● **EXTRACT TO READ**:

*-*-*

Let me tell you, if you ever need someone to keep a secret for you, Stacy is your girl. She is impressively covert. I expect the CIA couldn’t do much better.
I’ve said this before, but this weekend has confirmed in my mind that my PLN is full of pretty much the most amazing, selfless, generous people in the world. Someone I’ve never met let me take over her weekend, and never made me feel like I was getting in the way, even when my flight was an hour late, and my return flight this morning was far too early (especially considering how long we stayed up to talk on Saturday night!). Another two people I had never met, Melissa Edwards and Jayme Linton, accepted me on their road trip with no warning and no complaints. And I left the Bay Area after staying with Karl LS for the night, and getting a ride to CalTrain before he went to school on Friday. Oh, and he’s picking me up from the airport in a few hours.
All of those people were strangers not too long ago.

*-*-*

● **EXTRACTED MATERIAL**:
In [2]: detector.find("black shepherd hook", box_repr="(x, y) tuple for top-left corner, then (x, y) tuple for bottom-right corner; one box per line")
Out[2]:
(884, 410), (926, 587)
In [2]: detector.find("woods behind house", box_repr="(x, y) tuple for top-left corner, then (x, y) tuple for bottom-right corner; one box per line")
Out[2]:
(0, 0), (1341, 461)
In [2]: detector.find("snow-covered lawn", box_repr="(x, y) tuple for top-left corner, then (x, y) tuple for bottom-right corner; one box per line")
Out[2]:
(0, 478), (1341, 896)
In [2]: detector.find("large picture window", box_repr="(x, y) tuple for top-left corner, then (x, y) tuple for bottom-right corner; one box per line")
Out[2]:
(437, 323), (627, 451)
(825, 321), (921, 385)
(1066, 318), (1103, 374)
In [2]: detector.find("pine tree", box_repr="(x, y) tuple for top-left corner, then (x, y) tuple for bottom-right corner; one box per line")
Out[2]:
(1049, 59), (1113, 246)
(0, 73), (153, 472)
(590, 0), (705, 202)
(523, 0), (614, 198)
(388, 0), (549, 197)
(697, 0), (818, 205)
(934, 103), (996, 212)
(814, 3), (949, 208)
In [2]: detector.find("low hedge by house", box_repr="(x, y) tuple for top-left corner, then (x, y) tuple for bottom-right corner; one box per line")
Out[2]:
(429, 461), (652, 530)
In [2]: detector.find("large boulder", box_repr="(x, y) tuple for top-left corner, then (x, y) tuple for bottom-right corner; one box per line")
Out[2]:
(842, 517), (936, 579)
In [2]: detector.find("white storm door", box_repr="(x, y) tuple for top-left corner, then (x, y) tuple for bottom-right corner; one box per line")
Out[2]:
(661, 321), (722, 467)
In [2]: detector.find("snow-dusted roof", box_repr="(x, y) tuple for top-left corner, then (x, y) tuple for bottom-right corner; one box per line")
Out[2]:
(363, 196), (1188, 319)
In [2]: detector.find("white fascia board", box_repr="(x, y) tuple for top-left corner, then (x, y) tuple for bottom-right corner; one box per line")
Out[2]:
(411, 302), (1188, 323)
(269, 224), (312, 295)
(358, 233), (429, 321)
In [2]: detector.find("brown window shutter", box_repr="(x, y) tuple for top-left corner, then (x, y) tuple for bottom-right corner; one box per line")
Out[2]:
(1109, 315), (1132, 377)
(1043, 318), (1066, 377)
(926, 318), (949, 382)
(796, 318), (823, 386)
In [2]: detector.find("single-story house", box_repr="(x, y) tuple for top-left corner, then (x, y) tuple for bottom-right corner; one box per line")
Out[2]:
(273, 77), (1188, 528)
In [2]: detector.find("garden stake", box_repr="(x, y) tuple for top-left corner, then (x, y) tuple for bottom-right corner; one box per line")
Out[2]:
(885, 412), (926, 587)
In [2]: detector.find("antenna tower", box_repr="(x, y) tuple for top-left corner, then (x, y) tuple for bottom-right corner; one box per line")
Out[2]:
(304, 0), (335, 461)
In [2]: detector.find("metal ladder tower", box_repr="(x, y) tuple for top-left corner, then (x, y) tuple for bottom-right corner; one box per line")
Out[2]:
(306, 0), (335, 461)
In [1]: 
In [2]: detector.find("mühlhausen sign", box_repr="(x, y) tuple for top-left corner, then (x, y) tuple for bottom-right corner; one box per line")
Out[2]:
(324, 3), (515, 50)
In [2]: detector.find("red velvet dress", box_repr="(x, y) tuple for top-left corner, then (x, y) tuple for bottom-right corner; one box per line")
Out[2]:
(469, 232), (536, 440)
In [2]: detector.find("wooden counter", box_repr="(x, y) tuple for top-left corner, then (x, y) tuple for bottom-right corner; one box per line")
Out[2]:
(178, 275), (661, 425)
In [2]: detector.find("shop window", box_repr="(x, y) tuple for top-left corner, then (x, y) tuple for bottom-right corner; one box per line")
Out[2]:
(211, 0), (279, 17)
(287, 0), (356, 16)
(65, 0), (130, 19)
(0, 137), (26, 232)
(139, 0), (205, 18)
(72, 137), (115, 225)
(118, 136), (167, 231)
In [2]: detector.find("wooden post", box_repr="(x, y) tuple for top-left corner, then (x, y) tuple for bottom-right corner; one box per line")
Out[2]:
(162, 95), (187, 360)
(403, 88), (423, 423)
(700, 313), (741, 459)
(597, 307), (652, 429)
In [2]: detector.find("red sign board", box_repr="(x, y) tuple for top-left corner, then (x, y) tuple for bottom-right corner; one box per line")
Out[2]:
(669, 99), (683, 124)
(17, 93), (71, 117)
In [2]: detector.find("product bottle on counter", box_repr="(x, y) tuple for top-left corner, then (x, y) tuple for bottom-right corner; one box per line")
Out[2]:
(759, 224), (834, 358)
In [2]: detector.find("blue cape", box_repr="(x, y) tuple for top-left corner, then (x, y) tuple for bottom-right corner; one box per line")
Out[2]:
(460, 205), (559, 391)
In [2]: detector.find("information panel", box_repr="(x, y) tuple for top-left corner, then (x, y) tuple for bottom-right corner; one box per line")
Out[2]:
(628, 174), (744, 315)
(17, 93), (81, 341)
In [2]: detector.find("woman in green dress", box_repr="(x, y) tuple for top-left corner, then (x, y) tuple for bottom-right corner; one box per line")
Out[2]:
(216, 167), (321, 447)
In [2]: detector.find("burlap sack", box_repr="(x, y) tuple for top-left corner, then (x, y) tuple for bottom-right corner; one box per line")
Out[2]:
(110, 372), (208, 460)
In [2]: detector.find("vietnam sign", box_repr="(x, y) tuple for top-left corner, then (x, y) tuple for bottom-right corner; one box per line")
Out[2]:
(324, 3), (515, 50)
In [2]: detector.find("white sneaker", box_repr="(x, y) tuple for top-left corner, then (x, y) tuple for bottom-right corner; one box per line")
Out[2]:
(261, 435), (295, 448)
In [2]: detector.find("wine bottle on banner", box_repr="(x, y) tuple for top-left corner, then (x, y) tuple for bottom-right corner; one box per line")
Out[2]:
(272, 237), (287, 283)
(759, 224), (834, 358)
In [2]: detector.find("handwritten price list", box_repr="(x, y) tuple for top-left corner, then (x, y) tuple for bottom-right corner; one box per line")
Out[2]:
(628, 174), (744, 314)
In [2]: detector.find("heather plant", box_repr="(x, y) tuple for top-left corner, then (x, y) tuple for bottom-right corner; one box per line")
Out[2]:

*-*-*

In the post about the weekend with the writer's PLN, who gave the writer a ride to CalTrain on Friday?

Karl LS